##### Source text

For the first quarter of 2026, wholesale operating income increased by $4.4 million compared to the first quarter of 2025 as a result of additional operating income from retail stores converted to dealer locations combined with increased operating income at comparable wholesale sites.
For the first quarter of 2026, fuel contribution increased by $2.8 million compared to the first quarter of 2025. Fuel contribution for the first quarter of 2026 at fuel supply locations increased by $1.2 million due to incremental contribution from retail stores converted to dealer locations, which was partially offset by lower fuel contribution at comparable wholesale sites. Fuel contribution for the first quarter of 2026 at consignment agent locations increased $1.6 million due to incremental contribution from retail stores converted to dealer locations and higher fuel contribution at comparable wholesale site. Fuel margin per gallon increased, compared to the first quarter of 2025, 0.4 cents per gallon at fuel supply locations and 5.3 cents per gallon at consignment agent locations, primarily as a result of significant volatility in the fuel market due to the geopolitical environment and increased prompt pay discounts related to higher fuel costs.
For the first quarter of 2026, other revenues, net increased by $6.2 million, and site operating expenses increased by $5.2 million, in each case as compared to the first quarter of 2025, resulting primarily from retail stores converted to dealer locations.

##########

**Short task:** Pick up the passage on first-quarter 2026 wholesale results after its last sentence and carry it forward.

##### Stored data

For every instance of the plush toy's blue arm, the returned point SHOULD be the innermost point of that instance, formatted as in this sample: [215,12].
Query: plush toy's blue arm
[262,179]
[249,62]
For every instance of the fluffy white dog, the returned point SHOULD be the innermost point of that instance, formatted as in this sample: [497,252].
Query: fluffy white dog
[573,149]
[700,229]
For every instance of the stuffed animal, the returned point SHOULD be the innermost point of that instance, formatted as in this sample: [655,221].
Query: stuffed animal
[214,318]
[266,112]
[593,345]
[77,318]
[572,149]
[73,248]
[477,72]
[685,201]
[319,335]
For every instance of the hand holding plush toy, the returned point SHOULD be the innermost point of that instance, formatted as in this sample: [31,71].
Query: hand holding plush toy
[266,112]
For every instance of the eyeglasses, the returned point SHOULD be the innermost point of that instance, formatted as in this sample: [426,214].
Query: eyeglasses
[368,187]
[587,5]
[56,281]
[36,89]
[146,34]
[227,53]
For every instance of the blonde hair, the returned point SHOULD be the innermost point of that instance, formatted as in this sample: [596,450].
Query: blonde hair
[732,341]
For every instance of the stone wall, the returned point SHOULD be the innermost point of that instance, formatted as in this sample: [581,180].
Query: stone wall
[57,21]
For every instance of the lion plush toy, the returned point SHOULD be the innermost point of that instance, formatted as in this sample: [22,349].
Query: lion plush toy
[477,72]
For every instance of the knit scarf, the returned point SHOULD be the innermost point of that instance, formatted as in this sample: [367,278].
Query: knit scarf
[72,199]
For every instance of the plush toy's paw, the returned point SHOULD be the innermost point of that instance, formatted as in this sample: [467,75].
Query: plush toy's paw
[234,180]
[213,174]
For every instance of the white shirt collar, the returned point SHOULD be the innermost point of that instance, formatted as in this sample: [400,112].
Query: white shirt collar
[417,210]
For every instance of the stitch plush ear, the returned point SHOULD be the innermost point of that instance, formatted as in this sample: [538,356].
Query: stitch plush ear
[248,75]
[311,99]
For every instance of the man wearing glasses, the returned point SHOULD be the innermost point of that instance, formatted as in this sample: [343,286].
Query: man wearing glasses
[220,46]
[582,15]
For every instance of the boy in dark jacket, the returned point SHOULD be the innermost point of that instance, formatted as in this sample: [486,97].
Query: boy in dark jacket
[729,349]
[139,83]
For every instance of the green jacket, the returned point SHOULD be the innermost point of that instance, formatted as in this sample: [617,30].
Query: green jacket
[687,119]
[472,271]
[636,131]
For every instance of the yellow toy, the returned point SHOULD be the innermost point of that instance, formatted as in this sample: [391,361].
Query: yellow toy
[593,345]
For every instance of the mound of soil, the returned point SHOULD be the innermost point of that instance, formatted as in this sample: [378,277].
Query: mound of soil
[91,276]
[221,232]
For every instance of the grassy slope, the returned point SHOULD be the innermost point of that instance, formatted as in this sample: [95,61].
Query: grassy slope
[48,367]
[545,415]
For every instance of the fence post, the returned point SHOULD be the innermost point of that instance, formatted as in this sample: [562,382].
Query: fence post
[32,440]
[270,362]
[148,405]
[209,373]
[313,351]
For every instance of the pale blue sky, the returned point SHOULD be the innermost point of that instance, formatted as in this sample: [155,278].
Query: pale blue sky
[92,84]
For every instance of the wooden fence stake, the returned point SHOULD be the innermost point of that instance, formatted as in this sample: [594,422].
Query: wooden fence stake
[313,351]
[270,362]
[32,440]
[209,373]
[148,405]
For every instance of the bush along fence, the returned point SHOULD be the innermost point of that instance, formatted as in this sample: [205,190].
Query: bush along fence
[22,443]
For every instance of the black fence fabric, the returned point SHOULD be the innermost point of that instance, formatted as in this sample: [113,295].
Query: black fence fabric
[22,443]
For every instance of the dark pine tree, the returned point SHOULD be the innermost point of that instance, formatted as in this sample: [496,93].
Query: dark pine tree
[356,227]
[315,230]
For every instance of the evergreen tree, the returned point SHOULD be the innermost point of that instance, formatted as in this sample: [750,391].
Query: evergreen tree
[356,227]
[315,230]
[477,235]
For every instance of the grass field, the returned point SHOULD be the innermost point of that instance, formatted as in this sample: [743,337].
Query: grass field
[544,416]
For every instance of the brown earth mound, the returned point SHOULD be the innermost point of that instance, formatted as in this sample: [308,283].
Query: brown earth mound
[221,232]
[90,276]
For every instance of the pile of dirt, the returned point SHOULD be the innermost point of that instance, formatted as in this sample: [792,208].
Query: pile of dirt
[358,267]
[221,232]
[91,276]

##########

**Result of this task:**
Fleet Fueling
| For the Three Months Ended March 31, | |||||||
| 2026 | 2025 | ||||||
| (in thousands) | |||||||
| Fuel gallons sold – proprietary cardlock locations | 30,517 | 31,918 | |||||
| Fuel gallons sold – third-party cardlock locations | 3,446 | 3,175 | |||||
| Fuel contribution1– proprietary cardlock locations | $ | 15,942 | $ | 14,706 | |||
| Fuel contribution1– third-party cardlock locations | $ | 803 | $ | 596 | |||
| Fuel margin, cents per gallon2– proprietary cardlock locations | 52.2 | 46.1 | |||||
| Fuel margin, cents per gallon2– third-party cardlock locations | 23.4 | 18.7 | |||||
| 1Calculated as fuel revenue less fuel costs; excludes the fixed margin or fixed fee paid to the GPMP segment for the cost of fuel. | |||||||
| 2Calculated as fuel contribution divided by fuel gallons sold. | |||||||
Fuel contribution for the first quarter of 2026 increased by $1.4 million compared to the first quarter of 2025. At proprietary cardlocks, fuel contribution increased by $1.2 million, and fuel margin per gallon also increased for the first quarter of 2026 compared to the first quarter of 2025. At third-party cardlock locations, fuel contribution increased $0.2 million, and fuel margin per gallon also increased for the first quarter of 2026 compared to the first quarter of 2025. These increases were primarily due to favorable diesel margins as a result of significant volatility in the fuel market due to the geopolitical environment.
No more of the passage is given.